Problem requirements »
Rewrite the entries below, replacing every "Query" with "Target" and keeping all other text unchanged.

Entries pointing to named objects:
****************

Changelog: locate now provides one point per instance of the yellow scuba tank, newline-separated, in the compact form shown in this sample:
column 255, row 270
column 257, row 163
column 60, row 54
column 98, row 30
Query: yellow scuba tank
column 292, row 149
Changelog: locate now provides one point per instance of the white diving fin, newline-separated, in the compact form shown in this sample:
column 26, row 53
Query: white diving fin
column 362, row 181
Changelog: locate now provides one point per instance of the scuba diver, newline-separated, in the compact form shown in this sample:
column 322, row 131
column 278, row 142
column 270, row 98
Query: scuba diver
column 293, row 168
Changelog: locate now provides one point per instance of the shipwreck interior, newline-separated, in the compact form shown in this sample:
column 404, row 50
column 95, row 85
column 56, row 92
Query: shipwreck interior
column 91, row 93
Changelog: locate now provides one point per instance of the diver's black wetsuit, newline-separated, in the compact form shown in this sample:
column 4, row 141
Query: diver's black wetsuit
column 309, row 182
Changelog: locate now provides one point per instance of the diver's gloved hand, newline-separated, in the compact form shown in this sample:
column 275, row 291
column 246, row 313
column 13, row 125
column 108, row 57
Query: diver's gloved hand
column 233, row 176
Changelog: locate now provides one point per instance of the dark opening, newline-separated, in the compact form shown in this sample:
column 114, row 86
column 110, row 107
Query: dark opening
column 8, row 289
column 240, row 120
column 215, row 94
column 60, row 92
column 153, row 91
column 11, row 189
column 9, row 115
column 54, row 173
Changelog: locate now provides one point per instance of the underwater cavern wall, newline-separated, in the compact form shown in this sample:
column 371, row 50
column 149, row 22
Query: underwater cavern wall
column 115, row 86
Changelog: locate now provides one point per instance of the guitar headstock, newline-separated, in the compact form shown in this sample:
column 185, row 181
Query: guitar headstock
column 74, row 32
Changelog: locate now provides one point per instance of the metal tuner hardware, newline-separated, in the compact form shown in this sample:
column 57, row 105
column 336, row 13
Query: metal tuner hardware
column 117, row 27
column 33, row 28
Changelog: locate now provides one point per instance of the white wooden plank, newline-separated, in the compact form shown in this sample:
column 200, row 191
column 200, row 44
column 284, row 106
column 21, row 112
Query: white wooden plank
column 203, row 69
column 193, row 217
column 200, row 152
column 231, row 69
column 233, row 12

****************

Reply to the exercise »
Changelog: locate now provides one point per instance of the yellow scuba tank, newline-separated, in the compact form shown in this sample:
column 255, row 270
column 257, row 163
column 60, row 54
column 98, row 30
Target: yellow scuba tank
column 292, row 149
Changelog: locate now provides one point per instance of the white diving fin, newline-separated, in the compact form shown in this sample:
column 26, row 53
Target: white diving fin
column 362, row 181
Changelog: locate now provides one point per instance of the scuba diver, newline-separated, in the compact form shown in this sample:
column 322, row 131
column 278, row 142
column 270, row 98
Target: scuba diver
column 293, row 168
Changelog: locate now provides one point per instance of the shipwreck interior, newline-separated, in the compact form shown in this sample:
column 404, row 50
column 95, row 85
column 56, row 92
Target: shipwreck interior
column 91, row 93
Changelog: locate now provides one point per instance of the diver's black wetsuit, newline-separated, in the compact form shown in this sample:
column 4, row 141
Target: diver's black wetsuit
column 309, row 182
Changelog: locate now provides one point per instance of the diver's gloved hand, newline-separated, in the compact form shown in this sample:
column 275, row 291
column 246, row 313
column 13, row 125
column 108, row 57
Target: diver's gloved hand
column 233, row 176
Changelog: locate now provides one point per instance of the dark opening, newline-separated, in the compact form shown in this sample:
column 114, row 86
column 110, row 107
Target: dark opening
column 8, row 289
column 240, row 120
column 215, row 94
column 60, row 92
column 153, row 91
column 11, row 189
column 9, row 115
column 54, row 173
Changelog: locate now provides one point per instance of the underwater cavern wall, newline-separated, in the compact form shown in this sample:
column 371, row 50
column 149, row 22
Target: underwater cavern wall
column 115, row 86
Changelog: locate now provides one point per instance of the guitar headstock, newline-separated, in the compact form shown in this sample:
column 185, row 181
Target: guitar headstock
column 74, row 32
Changelog: locate now provides one point per instance of the metal tuner hardware, newline-separated, in the compact form shown in this sample:
column 57, row 105
column 336, row 13
Target: metal tuner hardware
column 117, row 27
column 33, row 28
Changelog: locate now provides one point per instance of the white wooden plank, newline-separated, in the compact form shown in this sample:
column 200, row 191
column 200, row 44
column 284, row 106
column 21, row 112
Target: white wooden plank
column 203, row 69
column 193, row 217
column 200, row 152
column 231, row 69
column 233, row 12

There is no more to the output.